_Trecho citado_
30.1.08

Além da luz baça


Por mediação de uns pós mágicos, invisíveis porém, descobria-se a luz límpida detrás da cortina. A cortina que descerrava apenas uma luz baça, escondendo a luz clara na sua impossibilidade. Era por isso que as coisas apareciam escurecidas, tingidas pela podridão. E o desenraizamento se entranhava, deixando o espírito nas ameias distantes onde a solidão se refugiava. Todavia, se se esforçasse descobria a portinhola por onde alcançava o lado de lá da cortina da embaciada luz. Como se franqueasse o limiar do fantástico, onde a ténue diferença entre a luz habitualmente embaciada e a luz límpida que ali irradiava temperasse as diferenças que só têm lugar nos sítios que são seus antípodas.

Quando rompia a muralha que escondia a luz cristalina, tudo era diferente. As coisas na sua beleza fantástica. As pessoas irradiando uma bondade infindável. As palavras ecoavam no seu sentido literal, sem serem perfumadas por segundos sentidos. Tudo era tão claro que ninguém sabia da existência da palavra ambiguidade. As gentes pareciam abençoadas por uma estranha levitação dos corpos, os pequenos passos por gentis avenidas onde se deitava generosidade e compreensão recíproca.

Era um lugar sem as nódoas mundanas da humanidade. Sem tribunais, que as gentes estavam acostumadas a cumprir as leis não escritas a que os comportamentos obedeciam. Sem governantes, evitáveis figuras a partir de um momento (já distante no passado daquele fantasiado lugar aspergido pela luz branca) em que a revolta sublime exilou os políticos em parte incerta.

_Conteúdo dos dados_

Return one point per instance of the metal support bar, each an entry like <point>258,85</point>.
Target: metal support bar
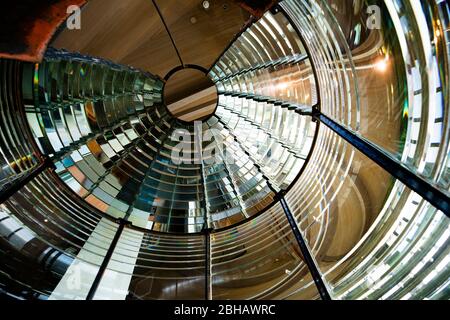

_Enunciado_
Enumere tudo aquilo que, segundo o último parágrafo do trecho citado, não existia no lugar descrito.

_Resultado final_
- as nódoas mundanas da humanidade
- tribunais
- governantes